**PAGE TEXT:**
______

Our reporter, Dusty Miller, writes, “Unless you’re trying to scratch out a living as an artist or have seen the contemporary collection at the state museum of art in Raleigh, or live in a treehouse in the hinterlands like a friend of mine, you’re undoubtedly aware that North Carolina is the state of the arts. Everyone’s heart of Thomas Wolfe, clogging, and handmade dulcimers, but how many people are aware that living a life of quiet anonymity in Raleigh is one of the nation’s literary porn kings, Ronald Kemp? The company he’s been working for recently folded, but that’s life, the life of an artist.”
DUSTY: What are the various pen names you go by?
RONALD: I can’t tell you that. They set contracts up to protect themselves so the writer can’t benefit from the use of a name if he leaves the company.
DUSTY: How many books have you written in all?
RONALD: Fifty-seven books in all since October of ’68.
DUSTY: How many are printed each time?
RONALD: About 7,500 copies of each book, which is pretty small really and of that 7,500 we’ll sell maybe 6,000 to 6,500.

______

**DATA SUPPLIED:**

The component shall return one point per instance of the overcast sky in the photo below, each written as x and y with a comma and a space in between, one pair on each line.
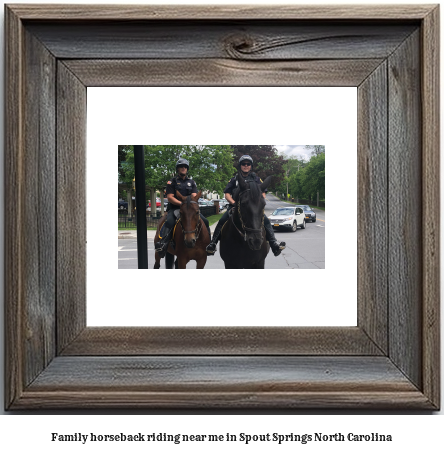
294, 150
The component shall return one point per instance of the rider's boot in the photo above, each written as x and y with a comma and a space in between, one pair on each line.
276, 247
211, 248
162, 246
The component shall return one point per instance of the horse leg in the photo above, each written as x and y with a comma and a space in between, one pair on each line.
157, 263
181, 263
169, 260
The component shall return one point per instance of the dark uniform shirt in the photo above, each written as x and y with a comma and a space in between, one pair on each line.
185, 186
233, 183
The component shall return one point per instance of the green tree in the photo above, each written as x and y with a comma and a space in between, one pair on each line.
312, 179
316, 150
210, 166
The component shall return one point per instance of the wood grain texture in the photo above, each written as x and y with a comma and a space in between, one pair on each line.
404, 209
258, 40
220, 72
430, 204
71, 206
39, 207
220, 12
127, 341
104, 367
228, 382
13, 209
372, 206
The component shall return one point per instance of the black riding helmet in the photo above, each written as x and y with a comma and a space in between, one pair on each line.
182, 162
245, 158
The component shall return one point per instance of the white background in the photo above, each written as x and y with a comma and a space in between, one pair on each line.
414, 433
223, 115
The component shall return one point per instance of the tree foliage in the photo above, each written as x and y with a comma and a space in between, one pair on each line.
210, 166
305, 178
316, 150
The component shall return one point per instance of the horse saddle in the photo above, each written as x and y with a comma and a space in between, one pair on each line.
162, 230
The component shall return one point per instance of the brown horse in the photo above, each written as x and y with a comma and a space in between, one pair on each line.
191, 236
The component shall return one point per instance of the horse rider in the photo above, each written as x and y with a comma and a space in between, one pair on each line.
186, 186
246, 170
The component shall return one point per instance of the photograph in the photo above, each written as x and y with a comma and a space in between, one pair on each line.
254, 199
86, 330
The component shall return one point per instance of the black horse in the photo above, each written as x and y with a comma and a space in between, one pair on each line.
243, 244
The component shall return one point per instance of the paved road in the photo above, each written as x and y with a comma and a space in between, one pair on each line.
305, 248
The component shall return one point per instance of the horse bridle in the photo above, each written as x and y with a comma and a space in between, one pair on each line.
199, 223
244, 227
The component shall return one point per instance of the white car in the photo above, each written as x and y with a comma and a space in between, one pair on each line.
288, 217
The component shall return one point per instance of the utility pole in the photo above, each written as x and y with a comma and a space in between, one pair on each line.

______

**LIST OF TASKS:**
(1) According to the interview, how many books has Ronald Kemp written since October of '68?
(2) Pick out every line of the records that contains the word "horse", treating uppercase and lowercase as different.
The interview and the records were taken from unrelated sources.

**ANSWERS BELOW:**
(1) Fifty-seven books.

(2)
The component shall return one point per instance of the horse leg in the photo above, each written as x and y with a comma and a space in between, one pair on each line.
The component shall return one point per instance of the horse saddle in the photo above, each written as x and y with a comma and a space in between, one pair on each line.
The component shall return one point per instance of the brown horse in the photo above, each written as x and y with a comma and a space in between, one pair on each line.
The component shall return one point per instance of the horse rider in the photo above, each written as x and y with a comma and a space in between, one pair on each line.
The component shall return one point per instance of the black horse in the photo above, each written as x and y with a comma and a space in between, one pair on each line.
The component shall return one point per instance of the horse bridle in the photo above, each written as x and y with a comma and a space in between, one pair on each line.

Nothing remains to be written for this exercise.